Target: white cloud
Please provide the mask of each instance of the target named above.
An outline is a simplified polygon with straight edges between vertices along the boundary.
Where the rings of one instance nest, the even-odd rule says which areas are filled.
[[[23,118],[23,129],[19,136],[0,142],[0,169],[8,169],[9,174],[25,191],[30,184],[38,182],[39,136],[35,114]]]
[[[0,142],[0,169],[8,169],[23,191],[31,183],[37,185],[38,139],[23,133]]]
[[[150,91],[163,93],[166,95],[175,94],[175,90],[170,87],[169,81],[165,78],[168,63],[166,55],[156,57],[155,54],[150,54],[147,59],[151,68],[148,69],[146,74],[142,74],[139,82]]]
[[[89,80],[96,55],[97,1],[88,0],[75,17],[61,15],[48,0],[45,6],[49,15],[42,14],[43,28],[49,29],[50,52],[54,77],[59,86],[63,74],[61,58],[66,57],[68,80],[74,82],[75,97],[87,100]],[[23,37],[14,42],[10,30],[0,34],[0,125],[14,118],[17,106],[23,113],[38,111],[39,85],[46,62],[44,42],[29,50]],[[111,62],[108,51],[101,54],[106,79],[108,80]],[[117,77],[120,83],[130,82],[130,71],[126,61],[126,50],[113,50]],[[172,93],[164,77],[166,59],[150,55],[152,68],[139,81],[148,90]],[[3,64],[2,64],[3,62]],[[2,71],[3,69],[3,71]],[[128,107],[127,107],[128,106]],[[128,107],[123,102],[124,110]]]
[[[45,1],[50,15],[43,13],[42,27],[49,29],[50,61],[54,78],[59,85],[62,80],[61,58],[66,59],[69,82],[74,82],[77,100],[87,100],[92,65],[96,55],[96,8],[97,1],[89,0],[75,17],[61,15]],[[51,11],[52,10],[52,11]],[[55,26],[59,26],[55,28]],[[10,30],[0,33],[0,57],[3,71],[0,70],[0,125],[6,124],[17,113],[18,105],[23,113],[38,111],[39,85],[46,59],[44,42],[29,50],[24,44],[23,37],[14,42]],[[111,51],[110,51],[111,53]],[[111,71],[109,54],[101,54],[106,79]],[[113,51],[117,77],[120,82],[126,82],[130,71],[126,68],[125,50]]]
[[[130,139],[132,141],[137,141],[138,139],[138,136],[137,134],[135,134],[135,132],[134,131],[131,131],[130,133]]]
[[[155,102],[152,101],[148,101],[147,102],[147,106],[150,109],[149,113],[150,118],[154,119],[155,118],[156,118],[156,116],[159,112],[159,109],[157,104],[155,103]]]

The exercise =>
Return every line of the items that contains the word "instance".

Response below =>
Please provide the mask of each instance of the target named above.
Where the rings of one instance nest, the even-odd rule says which areas are filled.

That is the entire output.